ABOUT THIS EXERCISE:
Rewrite the listing from its first line through the line containing "205L262 215V224L158 296L213", with "high-resolution" replaced by "full-resolution" and nothing else changed. Leave the pictures out of your answer.

MATERIAL FOR THIS EXERCISE:
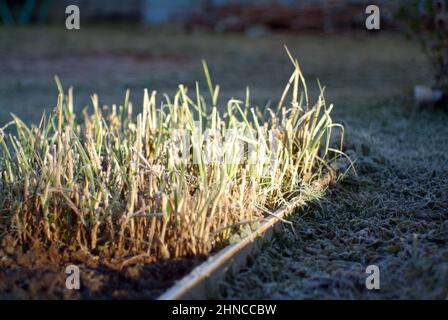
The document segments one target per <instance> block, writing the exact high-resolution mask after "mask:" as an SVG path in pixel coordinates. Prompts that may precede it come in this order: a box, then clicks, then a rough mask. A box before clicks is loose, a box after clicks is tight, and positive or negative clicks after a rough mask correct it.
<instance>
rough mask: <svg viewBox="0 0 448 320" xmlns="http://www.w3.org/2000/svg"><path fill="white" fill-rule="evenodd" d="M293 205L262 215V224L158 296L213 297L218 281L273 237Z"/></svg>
mask: <svg viewBox="0 0 448 320" xmlns="http://www.w3.org/2000/svg"><path fill="white" fill-rule="evenodd" d="M294 208H295V206H294V207H292V208H291V207H288V208H280V209H278V210H276V211H275V212H274V213H272V214H271V215H270V216H269V217H266V218H265V219H264V222H263V223H262V225H261V226H260V227H259V228H258V229H257V230H255V231H254V232H253V233H251V234H250V235H249V236H247V237H245V238H244V239H243V240H241V241H239V242H238V243H235V244H231V245H228V246H227V247H225V248H224V249H222V250H220V251H219V252H218V253H216V254H215V255H213V256H211V257H209V258H208V259H207V260H206V261H204V262H203V263H202V264H200V265H199V266H197V267H196V268H194V269H193V270H192V271H191V272H190V273H189V274H188V275H186V276H185V277H184V278H182V279H181V280H179V281H177V282H176V283H175V284H174V285H173V286H172V287H171V288H169V289H168V290H167V291H165V293H163V294H162V295H161V296H159V298H158V299H157V300H183V299H187V300H190V299H191V300H195V299H207V298H215V297H216V296H217V293H218V290H219V284H220V282H221V281H222V280H223V279H224V277H225V275H226V273H227V272H229V271H232V272H237V271H238V270H240V269H241V268H242V267H243V266H244V265H246V260H247V257H248V256H249V255H250V254H252V253H254V252H256V251H257V249H258V248H259V247H260V246H261V244H262V243H263V240H265V241H268V240H270V239H271V238H272V236H273V234H274V231H275V230H276V229H278V228H280V226H282V225H283V223H282V222H283V221H284V220H283V217H284V216H286V214H287V213H288V212H290V211H291V210H293V209H294Z"/></svg>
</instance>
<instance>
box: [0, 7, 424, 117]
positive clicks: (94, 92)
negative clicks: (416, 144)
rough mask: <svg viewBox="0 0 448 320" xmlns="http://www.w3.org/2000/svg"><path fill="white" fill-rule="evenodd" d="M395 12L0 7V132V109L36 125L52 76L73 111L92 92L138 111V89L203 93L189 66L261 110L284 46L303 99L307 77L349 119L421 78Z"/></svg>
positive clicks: (328, 8)
mask: <svg viewBox="0 0 448 320" xmlns="http://www.w3.org/2000/svg"><path fill="white" fill-rule="evenodd" d="M70 4H75V5H77V6H78V7H79V9H80V14H81V29H80V30H67V29H66V28H65V19H66V18H67V16H68V15H67V14H66V13H65V8H66V6H68V5H70ZM369 4H377V5H378V6H379V7H380V9H381V30H379V31H368V30H366V28H365V19H366V17H367V15H366V14H365V8H366V6H367V5H369ZM397 8H398V1H364V0H258V1H255V0H244V1H243V0H170V1H164V0H128V1H122V0H95V1H93V0H60V1H54V0H53V1H52V0H22V1H19V0H14V1H12V0H0V124H1V123H5V122H6V121H8V120H9V119H10V116H9V114H10V113H11V112H13V113H15V114H17V115H18V116H20V117H21V118H23V119H24V120H26V121H28V122H36V121H38V120H39V119H40V117H41V114H42V111H43V110H47V111H51V110H52V109H53V107H54V105H55V103H56V94H57V91H56V86H55V83H54V80H53V77H54V75H58V76H59V77H60V78H61V80H62V83H63V85H64V86H65V87H68V86H73V87H74V90H75V103H76V106H77V108H78V110H80V109H81V108H83V107H84V106H86V105H89V99H90V95H91V94H92V93H98V94H99V95H100V102H102V103H104V104H112V103H117V104H120V103H121V102H122V101H123V99H124V93H125V90H126V89H128V88H129V89H131V92H132V96H131V98H132V100H133V101H134V105H136V106H139V105H140V102H141V99H142V90H143V88H148V89H150V90H152V89H155V90H157V91H159V92H168V93H172V92H174V91H175V90H176V88H177V85H178V84H180V83H183V84H186V85H187V86H189V87H191V86H192V85H194V83H195V81H200V83H202V84H203V85H202V88H203V89H205V88H206V87H205V82H204V81H203V78H204V77H203V73H202V67H201V59H206V60H207V62H208V64H209V67H210V68H211V71H212V77H213V80H214V82H215V83H219V84H220V85H221V89H222V90H221V92H222V95H223V97H224V98H227V97H236V98H243V97H244V93H245V89H246V86H249V87H250V88H251V90H252V94H251V96H252V99H253V101H254V103H257V104H260V105H265V104H269V102H270V101H275V100H276V99H278V98H279V96H280V95H281V92H282V88H283V87H284V85H285V84H286V81H287V80H288V78H289V73H290V72H291V69H292V66H291V65H290V62H289V59H288V58H287V55H286V53H285V50H284V49H283V46H284V45H287V46H288V47H289V48H290V49H291V51H292V53H293V54H294V55H295V56H296V57H297V58H299V60H300V62H301V64H302V68H303V69H304V71H305V76H306V77H307V79H308V81H309V85H310V87H311V89H312V92H314V93H315V92H316V91H317V82H316V79H317V78H319V80H320V81H321V83H322V84H323V85H325V86H326V87H328V89H327V92H326V93H327V97H328V99H329V100H331V101H333V102H335V103H336V104H338V105H340V106H339V109H341V110H342V109H343V108H345V109H343V110H345V111H347V110H350V112H348V113H347V112H345V113H346V114H348V115H350V116H351V115H353V114H356V113H359V112H363V110H364V109H363V108H362V106H365V105H366V104H370V103H371V102H372V101H373V100H377V99H384V97H387V96H391V95H394V94H399V93H402V92H403V90H410V88H412V86H413V85H414V84H416V83H418V82H425V81H427V78H428V70H427V68H426V66H425V59H424V57H423V55H422V54H421V52H420V48H419V46H418V43H416V42H412V41H410V40H409V39H406V38H405V37H404V36H403V35H402V34H401V33H400V28H399V24H398V23H397V21H396V19H395V18H394V13H395V12H396V10H397ZM410 68H411V69H412V72H409V71H410ZM337 109H338V108H337Z"/></svg>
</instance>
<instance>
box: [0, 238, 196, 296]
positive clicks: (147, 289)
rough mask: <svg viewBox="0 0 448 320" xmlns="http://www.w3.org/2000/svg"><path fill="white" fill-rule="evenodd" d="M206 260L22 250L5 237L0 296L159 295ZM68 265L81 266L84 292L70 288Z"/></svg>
mask: <svg viewBox="0 0 448 320" xmlns="http://www.w3.org/2000/svg"><path fill="white" fill-rule="evenodd" d="M203 260H204V259H203V258H202V257H193V258H191V257H189V258H178V259H174V260H169V261H168V260H167V261H158V262H155V261H153V259H152V258H151V257H149V256H137V257H132V258H126V257H122V258H112V257H111V256H106V255H103V256H92V255H89V254H86V253H84V252H82V251H74V250H71V249H65V250H64V249H56V248H45V247H43V246H41V245H34V246H33V247H31V248H28V249H23V248H22V247H19V246H14V245H13V243H12V241H8V240H7V239H4V240H3V244H2V249H1V250H0V299H155V298H157V297H158V296H159V295H161V294H162V293H163V292H164V291H165V290H166V289H168V288H169V287H171V286H172V285H173V284H174V282H175V281H177V280H179V279H180V278H182V277H183V276H184V275H186V274H187V273H188V272H189V271H190V270H191V269H193V268H194V267H195V266H196V265H198V264H199V263H201V262H202V261H203ZM69 265H76V266H78V267H79V270H80V280H81V288H80V289H79V290H68V289H67V288H66V285H65V282H66V279H67V277H68V275H67V274H66V273H65V270H66V267H67V266H69Z"/></svg>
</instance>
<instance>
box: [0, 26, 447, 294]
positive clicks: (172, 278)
mask: <svg viewBox="0 0 448 320" xmlns="http://www.w3.org/2000/svg"><path fill="white" fill-rule="evenodd" d="M0 39H2V41H1V42H0V127H2V126H3V125H4V124H6V123H7V122H8V121H10V116H9V113H10V112H14V113H15V114H16V115H18V116H19V117H20V118H22V119H23V120H24V121H26V122H27V123H36V122H38V121H39V119H40V116H41V115H42V112H43V111H44V110H46V111H47V112H48V111H51V110H52V108H53V107H54V105H55V103H56V96H57V90H56V86H55V85H54V82H53V76H54V75H55V74H58V75H59V76H60V78H61V80H62V83H63V85H65V86H69V85H72V86H74V93H75V107H76V110H77V111H80V110H82V108H83V107H84V106H85V105H87V104H89V97H90V95H91V94H92V93H94V92H96V93H98V94H99V97H100V102H101V103H105V104H111V103H120V101H123V99H124V93H125V90H126V89H127V88H130V89H131V90H132V94H131V100H132V101H133V102H134V105H135V106H136V109H138V108H139V107H138V106H139V105H141V100H142V99H141V98H142V91H143V88H149V89H156V90H157V91H158V92H169V93H172V92H173V91H174V90H175V89H176V87H177V85H178V84H179V83H184V84H186V85H188V86H189V87H190V88H192V87H194V81H195V80H201V79H203V74H202V70H201V62H200V59H201V58H204V59H206V60H207V62H208V65H209V67H210V68H211V71H212V77H213V80H214V82H215V83H219V84H220V85H221V92H222V94H223V98H229V97H235V98H239V99H244V94H245V88H246V86H249V87H250V88H251V98H253V102H254V103H257V104H260V105H265V104H267V103H269V101H270V100H274V101H275V99H276V98H278V97H279V96H280V95H281V92H282V90H283V87H284V85H285V84H286V81H287V79H288V78H289V76H290V71H291V65H290V63H289V60H288V58H287V56H286V54H285V52H284V51H283V49H282V48H283V45H284V44H287V45H288V47H289V49H290V50H291V52H292V53H293V54H294V55H297V56H298V58H299V60H300V62H301V66H302V69H303V71H304V73H305V76H306V78H307V79H308V87H309V88H310V91H311V92H310V96H311V97H314V98H315V97H316V95H315V93H316V92H317V84H316V82H315V81H314V79H316V78H319V80H320V82H321V83H322V84H323V85H325V86H326V87H327V89H326V91H325V93H326V100H327V102H329V103H335V108H334V117H335V119H336V120H337V121H340V122H342V123H344V125H345V126H346V131H347V152H348V153H349V154H350V156H351V157H352V158H353V159H355V160H356V168H357V175H354V174H350V175H348V176H347V178H346V179H345V180H344V181H342V182H340V183H338V184H333V185H332V186H331V187H330V188H329V189H328V192H327V195H326V197H325V198H324V199H322V201H320V202H319V203H314V204H310V205H309V206H308V207H307V208H305V209H301V210H299V211H298V212H297V214H295V215H293V216H291V218H290V219H291V220H292V221H293V223H294V226H295V232H292V231H291V229H285V230H284V232H283V233H282V234H280V235H278V236H276V238H275V239H274V241H273V242H272V243H270V244H267V245H266V247H265V248H264V249H263V250H262V251H261V252H260V253H259V254H258V255H257V256H255V257H252V258H251V261H249V264H248V266H247V268H245V269H244V270H242V271H241V272H240V273H239V274H235V275H229V277H228V278H227V280H226V282H225V283H223V284H222V290H221V295H222V297H223V298H229V299H237V298H274V299H297V298H325V299H332V298H334V299H337V298H388V299H389V298H446V297H447V294H448V243H447V241H448V222H447V221H448V220H447V217H448V126H447V125H446V124H447V123H448V115H447V112H444V111H440V110H415V108H413V106H412V105H413V102H412V99H411V96H412V94H411V88H412V87H413V86H414V85H415V84H428V81H429V75H428V73H429V72H428V65H427V64H426V61H425V59H424V56H423V55H422V54H421V51H420V48H419V46H418V43H414V42H411V41H409V40H406V39H404V38H403V37H402V36H401V35H397V34H388V33H383V32H376V33H375V34H372V33H368V32H365V33H362V32H360V33H359V34H348V35H347V34H330V35H328V34H275V33H272V34H269V33H268V34H266V35H263V36H260V37H247V36H244V35H239V34H228V35H222V34H207V33H198V34H170V33H168V34H167V33H164V32H158V31H148V30H143V29H141V28H138V27H136V26H129V27H127V28H124V27H120V28H118V27H117V28H114V27H113V26H107V27H102V28H101V27H99V28H98V27H91V26H86V27H83V28H82V29H81V30H79V31H77V32H66V31H65V30H63V28H58V27H29V28H19V29H14V30H10V29H8V28H4V27H0ZM200 85H201V88H202V89H203V90H205V89H206V84H205V81H202V82H200ZM201 261H202V258H192V259H178V260H175V261H162V262H154V261H153V260H151V258H150V257H145V256H140V257H139V258H137V259H132V260H129V259H126V258H123V257H122V258H120V259H118V258H117V259H112V258H110V256H104V257H101V256H100V257H94V256H91V255H88V254H85V253H82V252H76V251H71V250H69V249H65V250H62V249H59V250H56V249H54V248H53V249H51V248H43V247H41V246H34V247H31V248H28V249H27V250H24V249H23V248H18V247H17V246H16V245H15V244H14V243H13V242H12V241H9V240H7V239H3V243H2V246H1V250H0V299H4V298H49V299H53V298H55V299H59V298H66V299H78V298H84V299H91V298H100V299H103V298H115V299H119V298H120V299H121V298H124V299H128V298H155V297H157V296H158V295H159V294H160V293H162V292H163V291H164V290H165V289H166V288H168V287H169V286H171V285H172V284H173V283H174V281H176V280H177V279H179V278H181V277H182V276H183V275H185V274H186V273H188V272H189V271H190V270H191V269H192V268H193V267H194V266H195V265H197V264H198V263H200V262H201ZM123 263H124V264H123ZM69 264H75V265H77V266H79V268H80V271H81V290H79V291H69V290H67V289H66V288H65V280H66V277H67V275H66V274H65V268H66V266H67V265H69ZM369 264H376V265H378V267H379V268H380V271H381V289H380V290H377V291H369V290H366V288H365V285H364V281H365V277H366V274H365V269H366V267H367V266H368V265H369Z"/></svg>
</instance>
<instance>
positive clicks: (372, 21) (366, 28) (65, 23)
mask: <svg viewBox="0 0 448 320" xmlns="http://www.w3.org/2000/svg"><path fill="white" fill-rule="evenodd" d="M65 13H66V14H67V15H68V16H67V18H66V20H65V27H66V28H67V30H79V29H81V12H80V10H79V7H78V6H77V5H73V4H72V5H69V6H67V7H66V8H65ZM365 14H367V15H368V16H367V18H366V21H365V26H366V29H367V30H379V29H381V14H380V8H379V7H378V6H376V5H369V6H367V7H366V10H365Z"/></svg>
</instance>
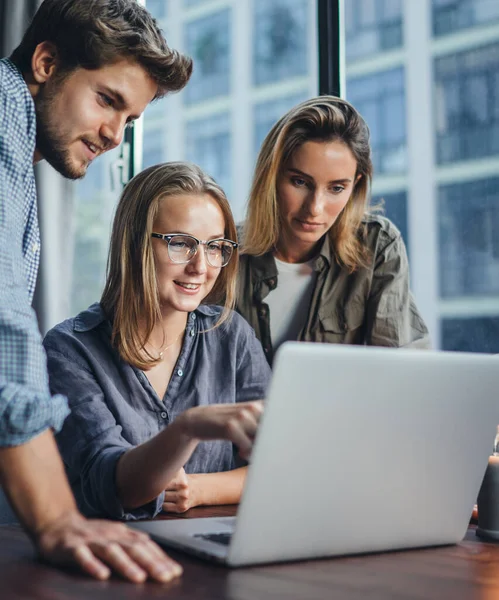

SOLUTION TO THE EXERCISE:
The document segments one target per <instance> block, writing the exact full-resolution mask after "mask:" as an SVG path in pixel coordinates. Prompts that may precede it come in this order: a box, then clicks, then a rough mask. A box before clicks is loose, a box after clicks is tight, and positive or negative clicks after a rough mask correct it.
<instance>
rough mask: <svg viewBox="0 0 448 320" xmlns="http://www.w3.org/2000/svg"><path fill="white" fill-rule="evenodd" d="M293 205L262 215V224L158 296L213 297L218 281L273 237Z"/></svg>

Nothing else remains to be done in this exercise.